§ RECORD SET
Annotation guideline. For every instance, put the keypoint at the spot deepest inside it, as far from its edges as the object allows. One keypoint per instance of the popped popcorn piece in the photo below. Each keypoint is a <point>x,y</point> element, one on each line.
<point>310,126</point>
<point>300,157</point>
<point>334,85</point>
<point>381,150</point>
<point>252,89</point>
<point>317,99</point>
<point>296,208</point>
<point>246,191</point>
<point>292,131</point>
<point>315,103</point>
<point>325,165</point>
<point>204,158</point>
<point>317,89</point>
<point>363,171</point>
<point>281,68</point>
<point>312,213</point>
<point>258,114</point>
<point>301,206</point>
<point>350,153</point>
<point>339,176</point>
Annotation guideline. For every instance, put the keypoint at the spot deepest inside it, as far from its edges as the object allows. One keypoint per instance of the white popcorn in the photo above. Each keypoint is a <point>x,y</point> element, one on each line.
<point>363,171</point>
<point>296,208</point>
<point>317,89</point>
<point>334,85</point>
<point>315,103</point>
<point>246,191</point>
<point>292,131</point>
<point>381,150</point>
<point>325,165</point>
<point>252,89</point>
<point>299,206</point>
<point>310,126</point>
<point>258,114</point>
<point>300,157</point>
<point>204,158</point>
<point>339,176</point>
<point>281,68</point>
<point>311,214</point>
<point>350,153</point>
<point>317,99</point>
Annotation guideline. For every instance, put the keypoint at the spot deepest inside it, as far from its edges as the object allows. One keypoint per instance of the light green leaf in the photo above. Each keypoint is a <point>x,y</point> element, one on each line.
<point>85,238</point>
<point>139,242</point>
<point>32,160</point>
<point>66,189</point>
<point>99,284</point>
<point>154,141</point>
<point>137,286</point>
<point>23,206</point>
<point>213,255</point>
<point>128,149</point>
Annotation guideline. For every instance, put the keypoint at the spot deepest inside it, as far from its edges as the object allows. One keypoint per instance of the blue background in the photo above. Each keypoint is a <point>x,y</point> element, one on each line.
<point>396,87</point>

§ TASK DIRECTIONS
Format every line of the records above as a JSON list of strings, one string per line, omitting blank lines.

§ ANSWER TO THIS TASK
[
  "Annotation guideline. For every instance, put the keypoint at the spot deepest inside it, as far from its edges as the object allows. One keypoint per instance of the popped popcorn piece in the photo below. Each keypoint is a <point>x,y</point> element, one on each line.",
  "<point>310,126</point>",
  "<point>300,157</point>",
  "<point>334,85</point>",
  "<point>381,150</point>",
  "<point>252,89</point>",
  "<point>317,99</point>",
  "<point>296,208</point>",
  "<point>246,191</point>",
  "<point>292,131</point>",
  "<point>315,103</point>",
  "<point>325,165</point>",
  "<point>204,158</point>",
  "<point>317,89</point>",
  "<point>363,171</point>",
  "<point>281,68</point>",
  "<point>312,213</point>",
  "<point>258,114</point>",
  "<point>301,206</point>",
  "<point>350,153</point>",
  "<point>339,176</point>",
  "Annotation guideline. For every instance, put the keypoint at the spot deepest inside it, as far from its edges as the object allows. One keypoint per instance of the white popcorn in the photo above. Each keypoint is a <point>x,y</point> element, one on each line.",
  "<point>363,171</point>",
  "<point>296,208</point>",
  "<point>317,89</point>",
  "<point>334,85</point>",
  "<point>315,103</point>",
  "<point>246,191</point>",
  "<point>292,131</point>",
  "<point>381,150</point>",
  "<point>325,165</point>",
  "<point>252,89</point>",
  "<point>299,206</point>",
  "<point>310,126</point>",
  "<point>258,114</point>",
  "<point>300,157</point>",
  "<point>204,158</point>",
  "<point>339,176</point>",
  "<point>281,68</point>",
  "<point>311,214</point>",
  "<point>350,153</point>",
  "<point>317,99</point>",
  "Annotation guideline. For every instance, put the keypoint at the spot deepest inside it, as far from its edges as the object allows. One keypoint per instance of the light green leaf in the photo above. Each keypoint is a <point>x,y</point> element, one on each line.",
  "<point>85,238</point>",
  "<point>139,242</point>",
  "<point>32,160</point>",
  "<point>66,189</point>",
  "<point>99,284</point>",
  "<point>154,141</point>",
  "<point>137,286</point>",
  "<point>23,206</point>",
  "<point>213,255</point>",
  "<point>128,149</point>",
  "Annotation guideline. For every instance, put the keypoint at the spot deepest inside it, as far from its edges as the object allows. One keypoint per instance of the blue background in the photo above. Each keypoint is a <point>x,y</point> element, one on each line.",
  "<point>396,87</point>"
]